**Your assignment:**
Find the line containing "Task: point out the butterfly hindwing, placing" in the listing below. Repeat it exactly, along with each following line up to and including the one containing "[[689, 620]]".
____________
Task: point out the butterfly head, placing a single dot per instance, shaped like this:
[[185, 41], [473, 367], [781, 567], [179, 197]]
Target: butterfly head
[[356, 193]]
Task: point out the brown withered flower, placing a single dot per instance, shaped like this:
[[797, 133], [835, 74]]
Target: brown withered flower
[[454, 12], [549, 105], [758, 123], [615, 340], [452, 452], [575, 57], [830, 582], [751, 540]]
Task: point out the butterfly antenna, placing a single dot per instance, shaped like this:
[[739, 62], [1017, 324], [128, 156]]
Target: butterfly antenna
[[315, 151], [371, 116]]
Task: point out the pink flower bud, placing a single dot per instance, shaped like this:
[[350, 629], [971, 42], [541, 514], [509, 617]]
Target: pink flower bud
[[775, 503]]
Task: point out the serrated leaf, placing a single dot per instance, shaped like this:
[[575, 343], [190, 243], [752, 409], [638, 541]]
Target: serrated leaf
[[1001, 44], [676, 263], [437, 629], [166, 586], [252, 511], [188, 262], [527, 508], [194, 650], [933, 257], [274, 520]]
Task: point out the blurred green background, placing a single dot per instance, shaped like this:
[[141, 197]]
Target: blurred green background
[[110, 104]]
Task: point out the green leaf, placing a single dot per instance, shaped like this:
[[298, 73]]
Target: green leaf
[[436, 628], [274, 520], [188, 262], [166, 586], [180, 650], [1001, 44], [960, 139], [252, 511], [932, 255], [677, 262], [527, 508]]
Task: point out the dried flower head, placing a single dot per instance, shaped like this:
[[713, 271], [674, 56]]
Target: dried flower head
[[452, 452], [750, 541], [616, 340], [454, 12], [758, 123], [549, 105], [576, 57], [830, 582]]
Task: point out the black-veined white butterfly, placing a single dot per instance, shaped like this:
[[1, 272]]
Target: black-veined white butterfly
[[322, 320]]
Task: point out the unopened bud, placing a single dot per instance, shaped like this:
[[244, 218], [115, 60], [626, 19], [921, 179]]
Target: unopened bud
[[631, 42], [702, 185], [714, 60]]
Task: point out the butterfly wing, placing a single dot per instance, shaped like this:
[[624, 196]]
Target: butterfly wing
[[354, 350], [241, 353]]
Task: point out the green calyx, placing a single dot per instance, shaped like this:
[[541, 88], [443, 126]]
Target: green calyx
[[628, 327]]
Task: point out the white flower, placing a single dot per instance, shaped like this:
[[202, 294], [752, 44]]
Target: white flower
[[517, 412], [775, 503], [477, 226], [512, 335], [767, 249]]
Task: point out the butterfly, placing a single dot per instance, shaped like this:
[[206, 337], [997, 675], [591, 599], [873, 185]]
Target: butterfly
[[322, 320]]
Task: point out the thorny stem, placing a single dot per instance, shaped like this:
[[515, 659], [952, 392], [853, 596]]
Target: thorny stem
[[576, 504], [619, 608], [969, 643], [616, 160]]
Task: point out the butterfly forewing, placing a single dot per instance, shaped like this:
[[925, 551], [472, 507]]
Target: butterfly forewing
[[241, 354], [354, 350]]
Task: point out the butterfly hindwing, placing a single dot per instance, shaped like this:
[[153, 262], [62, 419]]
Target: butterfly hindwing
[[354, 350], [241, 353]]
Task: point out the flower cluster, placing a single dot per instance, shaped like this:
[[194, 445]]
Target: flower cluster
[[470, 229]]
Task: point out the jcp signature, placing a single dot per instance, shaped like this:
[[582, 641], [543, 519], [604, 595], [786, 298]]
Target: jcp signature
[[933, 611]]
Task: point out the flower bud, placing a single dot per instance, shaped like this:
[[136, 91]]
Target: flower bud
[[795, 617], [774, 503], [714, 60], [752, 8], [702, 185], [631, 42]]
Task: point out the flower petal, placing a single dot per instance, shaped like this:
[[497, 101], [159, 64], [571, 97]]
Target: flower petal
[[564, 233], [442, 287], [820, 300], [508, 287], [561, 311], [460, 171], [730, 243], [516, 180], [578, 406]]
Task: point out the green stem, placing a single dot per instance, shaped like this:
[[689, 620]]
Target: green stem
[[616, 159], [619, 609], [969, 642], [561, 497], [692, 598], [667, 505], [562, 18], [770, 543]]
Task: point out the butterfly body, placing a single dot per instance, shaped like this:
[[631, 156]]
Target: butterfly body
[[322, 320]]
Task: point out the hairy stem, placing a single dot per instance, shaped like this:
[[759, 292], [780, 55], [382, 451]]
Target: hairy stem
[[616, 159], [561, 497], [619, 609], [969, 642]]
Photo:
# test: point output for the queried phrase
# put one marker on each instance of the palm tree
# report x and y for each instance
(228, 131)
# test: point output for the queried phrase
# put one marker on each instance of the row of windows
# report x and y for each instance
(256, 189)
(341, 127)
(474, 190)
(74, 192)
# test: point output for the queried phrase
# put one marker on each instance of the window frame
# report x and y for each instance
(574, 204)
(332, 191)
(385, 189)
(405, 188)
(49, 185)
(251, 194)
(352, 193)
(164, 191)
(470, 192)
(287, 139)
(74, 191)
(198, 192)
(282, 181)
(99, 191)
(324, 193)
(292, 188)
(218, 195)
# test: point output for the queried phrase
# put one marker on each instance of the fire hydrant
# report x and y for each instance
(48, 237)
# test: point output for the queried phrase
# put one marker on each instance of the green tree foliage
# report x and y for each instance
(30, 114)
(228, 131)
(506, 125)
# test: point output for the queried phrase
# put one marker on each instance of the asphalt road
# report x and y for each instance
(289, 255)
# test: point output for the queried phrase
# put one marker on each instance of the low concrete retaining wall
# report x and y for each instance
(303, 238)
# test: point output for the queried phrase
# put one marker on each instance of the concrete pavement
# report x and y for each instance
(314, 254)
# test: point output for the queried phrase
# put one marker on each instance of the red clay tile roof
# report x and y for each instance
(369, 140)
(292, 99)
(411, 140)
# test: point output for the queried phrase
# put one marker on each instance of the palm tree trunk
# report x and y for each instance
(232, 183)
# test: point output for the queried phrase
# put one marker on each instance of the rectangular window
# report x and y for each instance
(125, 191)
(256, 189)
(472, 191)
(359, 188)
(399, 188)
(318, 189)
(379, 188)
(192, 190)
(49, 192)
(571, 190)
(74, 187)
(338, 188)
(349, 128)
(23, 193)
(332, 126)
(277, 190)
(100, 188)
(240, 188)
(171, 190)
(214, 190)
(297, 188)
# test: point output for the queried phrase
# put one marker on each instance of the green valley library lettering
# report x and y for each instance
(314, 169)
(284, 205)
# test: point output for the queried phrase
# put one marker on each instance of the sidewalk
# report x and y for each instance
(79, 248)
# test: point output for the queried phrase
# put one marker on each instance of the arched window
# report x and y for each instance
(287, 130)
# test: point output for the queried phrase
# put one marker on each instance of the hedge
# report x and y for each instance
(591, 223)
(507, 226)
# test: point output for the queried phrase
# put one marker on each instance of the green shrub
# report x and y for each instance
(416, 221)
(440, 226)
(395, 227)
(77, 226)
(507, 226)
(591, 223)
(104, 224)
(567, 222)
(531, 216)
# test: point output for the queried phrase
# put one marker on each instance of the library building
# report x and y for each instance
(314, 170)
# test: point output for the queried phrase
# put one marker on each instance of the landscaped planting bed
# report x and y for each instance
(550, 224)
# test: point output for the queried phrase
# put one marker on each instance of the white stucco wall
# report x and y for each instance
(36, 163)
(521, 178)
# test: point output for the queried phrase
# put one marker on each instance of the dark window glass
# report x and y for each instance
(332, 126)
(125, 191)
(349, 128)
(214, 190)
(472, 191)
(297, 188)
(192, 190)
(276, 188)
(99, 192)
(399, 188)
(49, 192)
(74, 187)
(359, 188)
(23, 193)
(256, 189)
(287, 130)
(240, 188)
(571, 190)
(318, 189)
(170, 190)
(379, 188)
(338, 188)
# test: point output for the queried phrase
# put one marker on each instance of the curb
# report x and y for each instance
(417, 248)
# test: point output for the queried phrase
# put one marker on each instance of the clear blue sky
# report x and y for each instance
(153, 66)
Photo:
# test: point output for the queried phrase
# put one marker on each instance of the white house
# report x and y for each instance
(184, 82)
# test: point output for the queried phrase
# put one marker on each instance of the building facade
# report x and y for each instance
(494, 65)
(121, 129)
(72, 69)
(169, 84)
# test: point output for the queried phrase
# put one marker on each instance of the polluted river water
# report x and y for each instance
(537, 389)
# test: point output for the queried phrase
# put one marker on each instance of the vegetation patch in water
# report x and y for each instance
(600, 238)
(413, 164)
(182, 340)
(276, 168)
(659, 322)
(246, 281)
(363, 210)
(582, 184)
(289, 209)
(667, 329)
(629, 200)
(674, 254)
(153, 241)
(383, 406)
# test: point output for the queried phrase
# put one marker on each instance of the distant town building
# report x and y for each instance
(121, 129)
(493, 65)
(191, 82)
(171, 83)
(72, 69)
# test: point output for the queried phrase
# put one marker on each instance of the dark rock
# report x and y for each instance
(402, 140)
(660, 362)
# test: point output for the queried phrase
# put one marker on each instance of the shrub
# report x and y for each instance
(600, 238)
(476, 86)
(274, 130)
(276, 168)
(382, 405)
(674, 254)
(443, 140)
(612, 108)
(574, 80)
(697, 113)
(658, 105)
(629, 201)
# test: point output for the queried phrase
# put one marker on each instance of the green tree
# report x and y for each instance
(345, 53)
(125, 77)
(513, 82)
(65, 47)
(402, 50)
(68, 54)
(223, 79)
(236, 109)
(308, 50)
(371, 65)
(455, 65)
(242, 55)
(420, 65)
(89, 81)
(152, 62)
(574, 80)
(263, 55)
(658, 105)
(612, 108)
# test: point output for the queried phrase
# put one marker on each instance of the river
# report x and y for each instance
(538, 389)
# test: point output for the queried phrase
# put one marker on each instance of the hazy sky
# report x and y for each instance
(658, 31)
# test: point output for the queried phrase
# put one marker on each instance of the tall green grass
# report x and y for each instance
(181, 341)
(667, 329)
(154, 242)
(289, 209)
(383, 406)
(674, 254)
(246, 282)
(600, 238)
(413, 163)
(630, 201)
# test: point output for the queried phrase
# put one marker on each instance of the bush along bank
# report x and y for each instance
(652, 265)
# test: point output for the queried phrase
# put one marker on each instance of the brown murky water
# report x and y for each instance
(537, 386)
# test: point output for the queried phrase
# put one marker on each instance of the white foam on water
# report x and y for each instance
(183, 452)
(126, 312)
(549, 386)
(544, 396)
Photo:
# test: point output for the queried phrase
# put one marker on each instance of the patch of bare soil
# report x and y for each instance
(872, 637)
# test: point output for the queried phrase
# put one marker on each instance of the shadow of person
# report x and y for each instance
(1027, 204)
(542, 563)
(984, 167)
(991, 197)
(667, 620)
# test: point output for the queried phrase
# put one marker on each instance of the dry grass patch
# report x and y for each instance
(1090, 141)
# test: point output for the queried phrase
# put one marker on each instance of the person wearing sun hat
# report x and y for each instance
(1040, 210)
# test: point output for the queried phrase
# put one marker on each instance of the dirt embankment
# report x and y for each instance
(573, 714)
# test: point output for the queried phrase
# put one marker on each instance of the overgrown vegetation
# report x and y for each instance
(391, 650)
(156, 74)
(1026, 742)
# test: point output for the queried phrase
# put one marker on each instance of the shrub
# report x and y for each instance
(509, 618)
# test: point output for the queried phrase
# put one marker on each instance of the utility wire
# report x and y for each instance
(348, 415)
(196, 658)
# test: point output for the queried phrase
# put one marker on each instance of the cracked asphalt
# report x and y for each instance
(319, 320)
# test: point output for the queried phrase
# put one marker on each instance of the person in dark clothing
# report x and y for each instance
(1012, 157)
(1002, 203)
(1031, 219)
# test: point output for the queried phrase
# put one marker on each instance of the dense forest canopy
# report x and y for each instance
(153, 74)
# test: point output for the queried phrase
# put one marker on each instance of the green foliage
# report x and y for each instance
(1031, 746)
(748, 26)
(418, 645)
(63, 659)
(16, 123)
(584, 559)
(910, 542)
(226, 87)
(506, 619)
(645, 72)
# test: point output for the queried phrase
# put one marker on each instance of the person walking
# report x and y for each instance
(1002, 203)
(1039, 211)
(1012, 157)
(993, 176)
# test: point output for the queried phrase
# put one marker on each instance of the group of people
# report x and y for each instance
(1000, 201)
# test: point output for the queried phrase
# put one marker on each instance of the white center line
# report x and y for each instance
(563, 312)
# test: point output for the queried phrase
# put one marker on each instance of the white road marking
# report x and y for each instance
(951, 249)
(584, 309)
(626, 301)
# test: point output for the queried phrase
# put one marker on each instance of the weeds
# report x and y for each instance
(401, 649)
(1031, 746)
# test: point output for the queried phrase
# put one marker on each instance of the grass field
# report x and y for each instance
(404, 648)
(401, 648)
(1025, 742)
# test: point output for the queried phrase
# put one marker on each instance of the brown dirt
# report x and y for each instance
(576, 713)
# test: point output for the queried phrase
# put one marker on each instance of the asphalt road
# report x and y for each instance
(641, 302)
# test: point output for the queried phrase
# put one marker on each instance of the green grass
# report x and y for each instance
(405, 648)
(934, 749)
____________
**Reply to the task:**
Task: point out the butterfly hindwing, placing a single dot per instance, shaped like this:
[[153, 262], [62, 419]]
Target: butterfly hindwing
[[354, 350], [241, 353]]
Task: point out the flower cluster, placing a single dot per instance, shaped like this:
[[194, 445]]
Target: flower cluster
[[470, 229]]
Task: point out the jcp signature, placing a single dot per instance, shaped like this:
[[582, 641], [543, 519], [604, 595], [786, 298]]
Target: jcp signature
[[933, 611]]
Task: point out the flower bud, placing a single dot per instance, shaped like this:
[[136, 91]]
Target: flower bud
[[795, 617], [774, 503], [714, 60], [752, 8], [702, 185], [631, 42]]
Task: point out the flower petal, placing a single dot per instance, shaped like this:
[[497, 101], [159, 64], [571, 97]]
Target: flower petal
[[564, 233], [442, 287], [820, 300], [508, 287], [561, 311], [460, 171], [730, 243], [516, 180], [578, 406]]
Task: point out the green stem, placing a single dot per instance, shaped like this:
[[689, 620]]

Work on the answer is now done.